→ **Task statement**
Arrange each line of the records below as a Markdown table with two columns, Row for the row number and Text for the line, omitting blank lines. Leave the pictures out of the answer.

━━━━━━

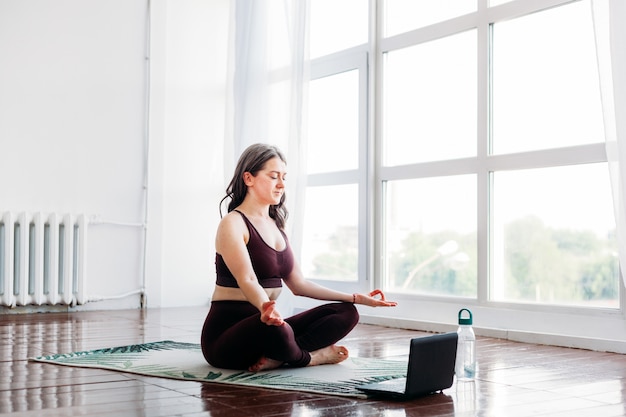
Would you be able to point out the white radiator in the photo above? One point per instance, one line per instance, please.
(42, 258)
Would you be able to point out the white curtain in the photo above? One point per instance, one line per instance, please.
(268, 78)
(609, 23)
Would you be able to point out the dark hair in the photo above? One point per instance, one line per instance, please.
(253, 160)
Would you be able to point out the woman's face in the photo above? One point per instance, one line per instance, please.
(268, 186)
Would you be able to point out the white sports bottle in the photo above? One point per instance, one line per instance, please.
(465, 367)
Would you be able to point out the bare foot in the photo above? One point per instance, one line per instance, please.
(265, 364)
(329, 355)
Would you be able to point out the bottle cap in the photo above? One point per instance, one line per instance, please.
(465, 320)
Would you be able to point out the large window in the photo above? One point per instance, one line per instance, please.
(459, 156)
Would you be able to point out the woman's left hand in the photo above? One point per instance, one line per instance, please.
(371, 300)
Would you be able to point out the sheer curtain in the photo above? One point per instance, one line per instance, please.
(268, 76)
(609, 17)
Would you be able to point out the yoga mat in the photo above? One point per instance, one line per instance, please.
(184, 361)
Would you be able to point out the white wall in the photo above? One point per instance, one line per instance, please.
(72, 134)
(189, 76)
(71, 122)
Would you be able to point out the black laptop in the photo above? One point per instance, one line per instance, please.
(430, 369)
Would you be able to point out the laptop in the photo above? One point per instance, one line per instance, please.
(430, 369)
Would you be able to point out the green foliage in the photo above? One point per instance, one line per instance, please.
(558, 265)
(540, 264)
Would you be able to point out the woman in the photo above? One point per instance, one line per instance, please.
(243, 329)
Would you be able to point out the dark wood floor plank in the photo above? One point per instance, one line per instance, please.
(515, 379)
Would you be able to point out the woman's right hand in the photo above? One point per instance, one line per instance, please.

━━━━━━

→ **Complete output**
| Row | Text |
|---|---|
| 1 | Would you be able to point out the white radiator in the photo above? One point per instance, one line per instance, please. |
| 2 | (42, 258) |
| 3 | Would you be able to point out the white curtain in the photo above? One point per instance, one line per instance, please. |
| 4 | (268, 78) |
| 5 | (609, 23) |
| 6 | Would you be able to point out the dark hair in the photo above? One point per instance, one line per instance, please. |
| 7 | (253, 160) |
| 8 | Would you be able to point out the woman's face in the photo above? One point per instance, one line per instance, please. |
| 9 | (268, 186) |
| 10 | Would you be able to point out the white sports bottle in the photo above? One point per instance, one line per instance, please. |
| 11 | (465, 367) |
| 12 | Would you be able to point out the bare foot in the photo above? One point per instance, one line per instance, please. |
| 13 | (265, 364) |
| 14 | (329, 355) |
| 15 | Would you be able to point out the bottle cap in the photo above? One point per instance, one line per instance, please. |
| 16 | (465, 320) |
| 17 | Would you be able to point out the large window in the photo above? One point per instance, one line per instance, please. |
| 18 | (459, 156) |
| 19 | Would you be able to point out the woman's left hand in the photo above? One point per instance, one line per instance, please. |
| 20 | (371, 300) |
| 21 | Would you be able to point out the sheer curtain in the photo above? One point per instance, one line per instance, please. |
| 22 | (268, 76) |
| 23 | (609, 17) |
| 24 | Would you be able to point out the yoga mat in the photo above? One point per instance, one line per instance, please. |
| 25 | (184, 361) |
| 26 | Would you be able to point out the white wall in the photo above? One point per instance, one line per instance, please. |
| 27 | (72, 134) |
| 28 | (189, 76) |
| 29 | (71, 122) |
| 30 | Would you be able to point out the black laptop in the photo above? One point per instance, one line per instance, please. |
| 31 | (430, 369) |
| 32 | Would you be able to point out the laptop in the photo above? One point per instance, one line per instance, please. |
| 33 | (430, 369) |
| 34 | Would you be able to point out the green foliage in the photo above? One point per instance, one line per instance, please. |
| 35 | (558, 265) |
| 36 | (540, 264) |
| 37 | Would you be able to point out the woman in the photo above? One point per instance, one line per instance, please. |
| 38 | (243, 329) |
| 39 | Would you be able to point out the dark wood floor plank in the photo above? One point per instance, one line per instance, please. |
| 40 | (515, 379) |
| 41 | Would you be able to point out the woman's right hand in the photo above? One point per instance, one line per instance, please. |